- Dataset records -
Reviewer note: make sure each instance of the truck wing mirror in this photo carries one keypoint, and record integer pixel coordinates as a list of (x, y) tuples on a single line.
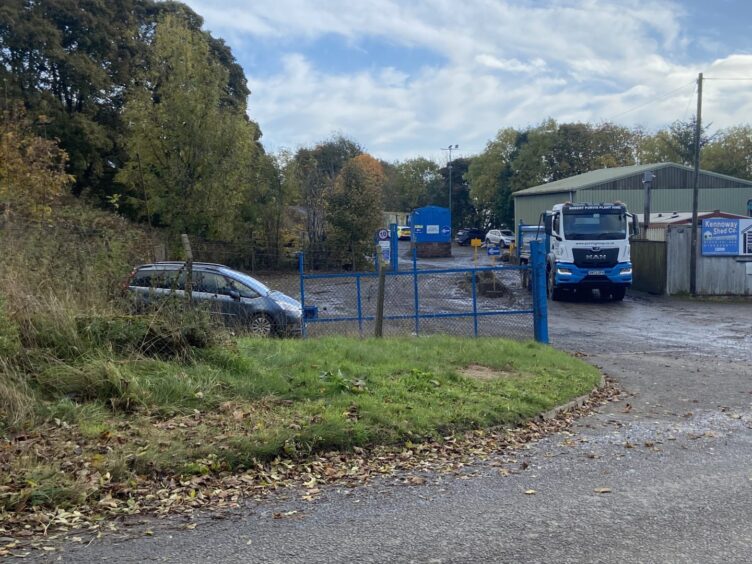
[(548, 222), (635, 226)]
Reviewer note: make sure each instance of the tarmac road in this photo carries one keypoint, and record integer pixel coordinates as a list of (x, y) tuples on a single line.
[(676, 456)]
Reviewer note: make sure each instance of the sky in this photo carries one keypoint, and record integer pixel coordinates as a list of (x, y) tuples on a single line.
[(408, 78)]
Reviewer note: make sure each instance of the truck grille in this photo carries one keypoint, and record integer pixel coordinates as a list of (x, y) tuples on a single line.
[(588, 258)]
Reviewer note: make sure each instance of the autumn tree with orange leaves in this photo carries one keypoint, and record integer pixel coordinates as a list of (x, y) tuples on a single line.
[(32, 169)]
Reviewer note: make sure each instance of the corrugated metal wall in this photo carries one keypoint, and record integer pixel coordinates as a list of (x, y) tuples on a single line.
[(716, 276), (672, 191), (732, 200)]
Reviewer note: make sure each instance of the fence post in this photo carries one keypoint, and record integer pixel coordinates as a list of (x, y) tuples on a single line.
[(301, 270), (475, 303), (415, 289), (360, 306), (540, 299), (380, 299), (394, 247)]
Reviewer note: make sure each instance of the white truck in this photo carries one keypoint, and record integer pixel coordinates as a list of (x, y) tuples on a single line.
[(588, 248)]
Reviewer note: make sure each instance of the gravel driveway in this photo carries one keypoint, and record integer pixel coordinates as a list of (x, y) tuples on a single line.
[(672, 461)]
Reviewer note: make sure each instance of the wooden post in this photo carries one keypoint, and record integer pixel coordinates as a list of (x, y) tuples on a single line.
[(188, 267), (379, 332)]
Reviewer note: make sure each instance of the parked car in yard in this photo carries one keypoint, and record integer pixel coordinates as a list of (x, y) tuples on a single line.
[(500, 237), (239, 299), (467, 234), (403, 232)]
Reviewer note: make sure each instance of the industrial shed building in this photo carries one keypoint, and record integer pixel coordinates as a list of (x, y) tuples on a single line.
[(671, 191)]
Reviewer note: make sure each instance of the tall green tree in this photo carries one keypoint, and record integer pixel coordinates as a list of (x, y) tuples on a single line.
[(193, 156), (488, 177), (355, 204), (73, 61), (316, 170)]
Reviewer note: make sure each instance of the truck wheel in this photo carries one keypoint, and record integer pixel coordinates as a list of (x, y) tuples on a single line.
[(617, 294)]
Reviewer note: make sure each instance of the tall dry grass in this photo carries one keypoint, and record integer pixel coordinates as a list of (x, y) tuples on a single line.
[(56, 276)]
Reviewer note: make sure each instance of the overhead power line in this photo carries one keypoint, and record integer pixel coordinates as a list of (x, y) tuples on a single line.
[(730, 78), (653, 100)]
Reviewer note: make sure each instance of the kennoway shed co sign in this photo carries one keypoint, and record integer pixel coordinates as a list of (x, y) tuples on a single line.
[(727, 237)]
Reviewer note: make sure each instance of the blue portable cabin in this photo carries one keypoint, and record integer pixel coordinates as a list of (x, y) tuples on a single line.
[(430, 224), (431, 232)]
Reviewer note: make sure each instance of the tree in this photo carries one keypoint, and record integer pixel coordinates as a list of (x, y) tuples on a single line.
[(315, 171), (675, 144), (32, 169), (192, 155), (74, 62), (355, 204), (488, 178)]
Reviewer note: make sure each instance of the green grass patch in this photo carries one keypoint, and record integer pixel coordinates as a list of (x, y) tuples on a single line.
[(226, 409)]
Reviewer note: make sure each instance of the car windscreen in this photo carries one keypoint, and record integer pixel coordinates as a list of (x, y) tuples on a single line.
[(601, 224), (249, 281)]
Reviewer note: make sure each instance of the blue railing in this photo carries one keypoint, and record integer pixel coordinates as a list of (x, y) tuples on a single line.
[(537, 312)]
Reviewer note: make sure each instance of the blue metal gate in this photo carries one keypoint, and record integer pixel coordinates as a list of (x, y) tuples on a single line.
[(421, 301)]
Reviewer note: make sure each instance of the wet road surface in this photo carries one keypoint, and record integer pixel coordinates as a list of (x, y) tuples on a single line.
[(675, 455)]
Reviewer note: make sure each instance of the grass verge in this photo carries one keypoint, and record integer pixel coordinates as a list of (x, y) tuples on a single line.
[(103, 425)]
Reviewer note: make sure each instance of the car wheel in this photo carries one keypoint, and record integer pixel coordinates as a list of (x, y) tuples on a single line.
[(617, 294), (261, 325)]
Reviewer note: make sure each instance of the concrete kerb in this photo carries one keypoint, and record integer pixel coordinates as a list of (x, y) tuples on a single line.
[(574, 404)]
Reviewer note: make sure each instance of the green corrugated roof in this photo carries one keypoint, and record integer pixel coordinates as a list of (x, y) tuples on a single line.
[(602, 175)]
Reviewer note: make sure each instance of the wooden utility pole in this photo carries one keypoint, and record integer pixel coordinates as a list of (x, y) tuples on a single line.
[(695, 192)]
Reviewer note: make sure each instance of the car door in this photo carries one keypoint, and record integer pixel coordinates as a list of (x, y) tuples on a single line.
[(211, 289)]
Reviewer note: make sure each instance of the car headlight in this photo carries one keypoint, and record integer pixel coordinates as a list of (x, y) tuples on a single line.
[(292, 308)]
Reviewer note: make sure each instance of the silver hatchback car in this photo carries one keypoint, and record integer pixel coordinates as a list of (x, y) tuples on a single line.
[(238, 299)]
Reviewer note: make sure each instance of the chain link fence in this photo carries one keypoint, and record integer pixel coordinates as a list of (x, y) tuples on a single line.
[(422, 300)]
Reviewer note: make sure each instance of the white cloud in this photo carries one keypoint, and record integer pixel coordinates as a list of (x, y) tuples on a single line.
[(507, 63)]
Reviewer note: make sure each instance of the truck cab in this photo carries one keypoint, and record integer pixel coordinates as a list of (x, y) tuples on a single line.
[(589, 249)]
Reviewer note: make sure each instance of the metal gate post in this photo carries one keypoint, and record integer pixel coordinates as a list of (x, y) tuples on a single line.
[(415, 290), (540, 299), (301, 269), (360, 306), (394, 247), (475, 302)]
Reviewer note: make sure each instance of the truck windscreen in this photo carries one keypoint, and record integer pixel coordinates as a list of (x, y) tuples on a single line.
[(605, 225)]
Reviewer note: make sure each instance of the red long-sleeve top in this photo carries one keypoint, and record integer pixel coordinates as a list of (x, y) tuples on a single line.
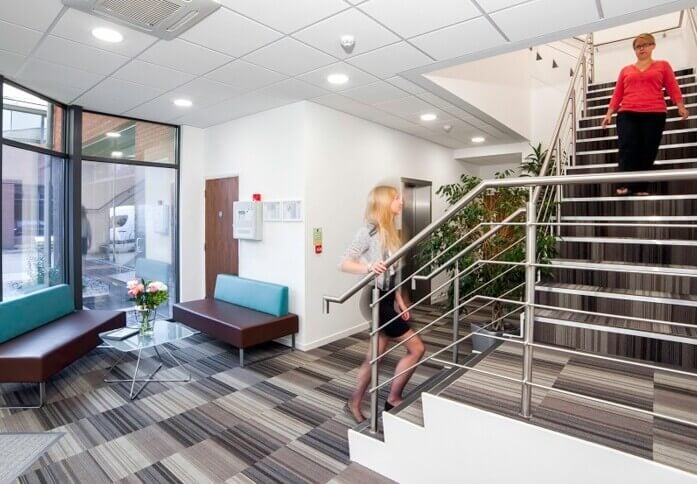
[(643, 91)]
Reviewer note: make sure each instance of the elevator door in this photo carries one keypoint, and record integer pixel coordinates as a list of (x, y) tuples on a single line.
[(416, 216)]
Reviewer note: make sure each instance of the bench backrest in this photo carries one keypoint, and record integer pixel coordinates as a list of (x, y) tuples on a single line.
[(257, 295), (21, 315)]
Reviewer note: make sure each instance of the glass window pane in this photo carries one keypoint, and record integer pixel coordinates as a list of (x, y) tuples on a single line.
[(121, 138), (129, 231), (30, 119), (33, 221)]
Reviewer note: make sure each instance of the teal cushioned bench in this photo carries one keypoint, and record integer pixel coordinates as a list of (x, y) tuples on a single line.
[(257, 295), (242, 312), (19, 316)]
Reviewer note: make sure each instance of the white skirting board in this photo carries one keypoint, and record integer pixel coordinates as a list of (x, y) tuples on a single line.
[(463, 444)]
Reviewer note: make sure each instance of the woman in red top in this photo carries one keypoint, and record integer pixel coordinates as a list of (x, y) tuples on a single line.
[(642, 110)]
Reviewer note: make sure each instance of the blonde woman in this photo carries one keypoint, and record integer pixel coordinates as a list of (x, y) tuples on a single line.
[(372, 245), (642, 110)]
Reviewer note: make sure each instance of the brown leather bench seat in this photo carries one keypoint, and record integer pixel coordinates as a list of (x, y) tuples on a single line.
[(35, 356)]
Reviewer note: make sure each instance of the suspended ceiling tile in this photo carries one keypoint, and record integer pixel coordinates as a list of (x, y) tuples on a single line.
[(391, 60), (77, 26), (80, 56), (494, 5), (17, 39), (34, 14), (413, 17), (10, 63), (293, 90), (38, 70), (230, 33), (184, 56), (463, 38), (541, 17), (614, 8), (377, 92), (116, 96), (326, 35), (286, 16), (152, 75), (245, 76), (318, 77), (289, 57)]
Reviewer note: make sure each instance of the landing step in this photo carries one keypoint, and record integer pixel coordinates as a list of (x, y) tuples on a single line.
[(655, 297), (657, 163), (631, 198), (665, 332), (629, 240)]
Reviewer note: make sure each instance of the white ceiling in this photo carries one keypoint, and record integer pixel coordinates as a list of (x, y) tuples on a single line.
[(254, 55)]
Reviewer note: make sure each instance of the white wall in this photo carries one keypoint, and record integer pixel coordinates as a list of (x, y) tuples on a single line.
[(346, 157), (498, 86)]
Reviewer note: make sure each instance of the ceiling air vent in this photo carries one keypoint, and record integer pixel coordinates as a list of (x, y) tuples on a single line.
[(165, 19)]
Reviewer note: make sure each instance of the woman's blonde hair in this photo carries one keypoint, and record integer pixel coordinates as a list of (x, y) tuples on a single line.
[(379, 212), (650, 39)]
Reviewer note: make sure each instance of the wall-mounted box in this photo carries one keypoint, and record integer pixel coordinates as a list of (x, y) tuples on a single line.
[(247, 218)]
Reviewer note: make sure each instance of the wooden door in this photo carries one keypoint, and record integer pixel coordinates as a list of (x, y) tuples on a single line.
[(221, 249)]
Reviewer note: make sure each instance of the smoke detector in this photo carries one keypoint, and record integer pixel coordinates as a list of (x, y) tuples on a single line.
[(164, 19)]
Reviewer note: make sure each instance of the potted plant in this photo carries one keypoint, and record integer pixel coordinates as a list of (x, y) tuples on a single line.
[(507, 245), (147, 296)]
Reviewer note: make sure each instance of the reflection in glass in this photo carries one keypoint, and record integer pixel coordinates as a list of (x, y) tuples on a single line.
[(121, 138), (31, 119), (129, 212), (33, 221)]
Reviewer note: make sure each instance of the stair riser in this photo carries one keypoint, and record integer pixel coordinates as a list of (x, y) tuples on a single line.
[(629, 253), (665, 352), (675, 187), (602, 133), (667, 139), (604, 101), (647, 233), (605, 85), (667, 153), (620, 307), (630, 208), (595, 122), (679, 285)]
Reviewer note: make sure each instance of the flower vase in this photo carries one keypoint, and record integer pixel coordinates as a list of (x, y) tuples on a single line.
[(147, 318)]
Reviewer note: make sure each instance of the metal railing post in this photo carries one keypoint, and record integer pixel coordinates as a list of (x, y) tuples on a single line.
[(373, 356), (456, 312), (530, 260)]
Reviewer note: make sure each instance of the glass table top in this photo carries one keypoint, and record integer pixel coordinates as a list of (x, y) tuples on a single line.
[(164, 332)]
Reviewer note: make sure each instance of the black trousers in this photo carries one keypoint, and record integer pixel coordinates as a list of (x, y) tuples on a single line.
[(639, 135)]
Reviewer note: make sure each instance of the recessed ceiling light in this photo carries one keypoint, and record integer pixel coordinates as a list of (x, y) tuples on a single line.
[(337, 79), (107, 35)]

==

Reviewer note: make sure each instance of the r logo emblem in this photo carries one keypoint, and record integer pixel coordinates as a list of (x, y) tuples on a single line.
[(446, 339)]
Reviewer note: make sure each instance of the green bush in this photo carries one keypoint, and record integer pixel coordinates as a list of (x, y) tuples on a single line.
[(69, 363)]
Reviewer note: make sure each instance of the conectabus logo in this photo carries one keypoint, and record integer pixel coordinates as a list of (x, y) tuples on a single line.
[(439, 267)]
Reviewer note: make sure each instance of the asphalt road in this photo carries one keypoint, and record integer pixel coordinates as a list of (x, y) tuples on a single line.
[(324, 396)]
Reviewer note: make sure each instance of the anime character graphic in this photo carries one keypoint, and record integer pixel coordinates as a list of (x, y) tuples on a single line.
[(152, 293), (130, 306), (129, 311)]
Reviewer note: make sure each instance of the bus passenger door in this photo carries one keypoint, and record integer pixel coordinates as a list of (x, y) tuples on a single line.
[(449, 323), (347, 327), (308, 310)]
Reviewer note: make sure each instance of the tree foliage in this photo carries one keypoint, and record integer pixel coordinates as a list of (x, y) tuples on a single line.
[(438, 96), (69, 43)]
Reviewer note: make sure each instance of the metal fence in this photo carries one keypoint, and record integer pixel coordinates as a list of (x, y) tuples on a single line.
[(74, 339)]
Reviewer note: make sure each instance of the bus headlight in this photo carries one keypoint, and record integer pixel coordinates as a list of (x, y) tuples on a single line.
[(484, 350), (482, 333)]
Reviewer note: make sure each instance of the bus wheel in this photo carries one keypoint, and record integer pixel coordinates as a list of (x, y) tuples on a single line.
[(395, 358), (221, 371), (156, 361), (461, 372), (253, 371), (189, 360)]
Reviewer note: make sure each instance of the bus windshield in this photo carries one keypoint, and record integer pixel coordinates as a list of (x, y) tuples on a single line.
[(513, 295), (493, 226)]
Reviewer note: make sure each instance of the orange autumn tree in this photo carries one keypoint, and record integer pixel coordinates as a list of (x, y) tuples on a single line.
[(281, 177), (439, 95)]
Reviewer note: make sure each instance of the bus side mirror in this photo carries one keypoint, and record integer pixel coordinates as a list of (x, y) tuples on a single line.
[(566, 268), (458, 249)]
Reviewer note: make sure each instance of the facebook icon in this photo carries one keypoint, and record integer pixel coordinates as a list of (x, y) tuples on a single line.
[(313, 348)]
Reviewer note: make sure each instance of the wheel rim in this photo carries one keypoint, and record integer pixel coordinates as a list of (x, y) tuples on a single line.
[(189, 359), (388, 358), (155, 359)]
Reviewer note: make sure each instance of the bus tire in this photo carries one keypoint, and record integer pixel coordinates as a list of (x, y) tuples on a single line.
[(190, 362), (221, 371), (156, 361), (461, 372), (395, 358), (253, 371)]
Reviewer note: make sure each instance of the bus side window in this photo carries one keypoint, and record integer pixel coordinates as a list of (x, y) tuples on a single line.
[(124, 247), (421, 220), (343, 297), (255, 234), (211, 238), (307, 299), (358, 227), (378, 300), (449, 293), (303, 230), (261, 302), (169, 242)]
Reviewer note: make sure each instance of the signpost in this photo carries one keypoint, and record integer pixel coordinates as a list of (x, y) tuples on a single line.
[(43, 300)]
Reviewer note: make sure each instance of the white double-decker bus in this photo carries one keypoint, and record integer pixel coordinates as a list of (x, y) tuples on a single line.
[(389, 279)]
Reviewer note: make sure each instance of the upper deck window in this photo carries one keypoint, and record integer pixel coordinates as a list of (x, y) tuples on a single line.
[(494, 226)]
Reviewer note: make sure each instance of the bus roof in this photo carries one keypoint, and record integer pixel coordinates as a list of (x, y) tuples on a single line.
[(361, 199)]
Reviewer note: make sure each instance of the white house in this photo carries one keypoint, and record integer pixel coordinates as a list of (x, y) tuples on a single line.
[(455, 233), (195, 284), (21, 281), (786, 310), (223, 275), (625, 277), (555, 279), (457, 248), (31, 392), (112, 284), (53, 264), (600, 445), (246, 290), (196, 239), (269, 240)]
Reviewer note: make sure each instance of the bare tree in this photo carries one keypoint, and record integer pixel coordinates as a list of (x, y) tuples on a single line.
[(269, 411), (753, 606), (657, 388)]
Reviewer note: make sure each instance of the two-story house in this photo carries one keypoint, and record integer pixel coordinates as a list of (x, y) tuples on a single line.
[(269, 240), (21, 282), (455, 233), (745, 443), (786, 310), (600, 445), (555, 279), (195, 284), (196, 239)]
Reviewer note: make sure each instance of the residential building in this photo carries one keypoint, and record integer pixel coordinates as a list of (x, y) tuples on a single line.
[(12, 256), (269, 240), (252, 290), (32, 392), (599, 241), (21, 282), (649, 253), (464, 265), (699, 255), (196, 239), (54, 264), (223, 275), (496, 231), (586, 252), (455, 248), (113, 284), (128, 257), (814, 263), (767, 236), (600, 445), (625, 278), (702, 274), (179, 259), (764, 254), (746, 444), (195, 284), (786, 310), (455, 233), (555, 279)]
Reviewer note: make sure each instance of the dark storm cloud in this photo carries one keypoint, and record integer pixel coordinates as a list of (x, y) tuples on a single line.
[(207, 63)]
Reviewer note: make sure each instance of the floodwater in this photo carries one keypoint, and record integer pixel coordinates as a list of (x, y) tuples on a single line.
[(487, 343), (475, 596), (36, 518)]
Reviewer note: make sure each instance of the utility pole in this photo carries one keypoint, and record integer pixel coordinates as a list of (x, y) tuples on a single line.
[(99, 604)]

* * *

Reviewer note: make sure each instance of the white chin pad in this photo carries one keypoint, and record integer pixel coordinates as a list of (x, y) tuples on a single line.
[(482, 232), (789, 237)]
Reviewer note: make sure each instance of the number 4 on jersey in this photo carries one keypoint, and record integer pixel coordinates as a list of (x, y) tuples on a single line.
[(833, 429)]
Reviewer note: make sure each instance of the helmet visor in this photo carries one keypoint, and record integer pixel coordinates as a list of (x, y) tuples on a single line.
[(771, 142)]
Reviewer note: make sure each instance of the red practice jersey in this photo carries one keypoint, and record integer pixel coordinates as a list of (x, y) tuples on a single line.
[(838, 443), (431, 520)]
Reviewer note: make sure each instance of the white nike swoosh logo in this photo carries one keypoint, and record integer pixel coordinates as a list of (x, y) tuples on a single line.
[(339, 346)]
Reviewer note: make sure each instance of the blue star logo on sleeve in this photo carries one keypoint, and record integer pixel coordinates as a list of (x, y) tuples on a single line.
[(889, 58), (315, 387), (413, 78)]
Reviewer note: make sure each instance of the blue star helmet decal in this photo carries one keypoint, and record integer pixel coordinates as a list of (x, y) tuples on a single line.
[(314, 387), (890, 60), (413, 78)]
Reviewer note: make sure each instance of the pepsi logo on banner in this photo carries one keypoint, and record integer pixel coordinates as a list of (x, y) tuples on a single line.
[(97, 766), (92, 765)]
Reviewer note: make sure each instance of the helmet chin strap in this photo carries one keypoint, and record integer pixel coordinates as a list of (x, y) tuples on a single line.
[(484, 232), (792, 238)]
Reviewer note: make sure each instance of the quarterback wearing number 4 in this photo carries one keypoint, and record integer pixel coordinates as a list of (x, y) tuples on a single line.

- What you will do -
Update the lines from the line with "Reviewer note: make sure each instance of the truck wing" to the line with "[(548, 222), (635, 226)]" by replacing "wing mirror" with "side mirror" and changing nothing else. Leave the pictures out of your answer.

- Task result -
Reviewer note: make sure each instance of the truck side mirror in this photo carries one keypoint, and record integer pixel coordinates as a list of (x, y) tuples on a single line.
[(548, 222), (635, 226)]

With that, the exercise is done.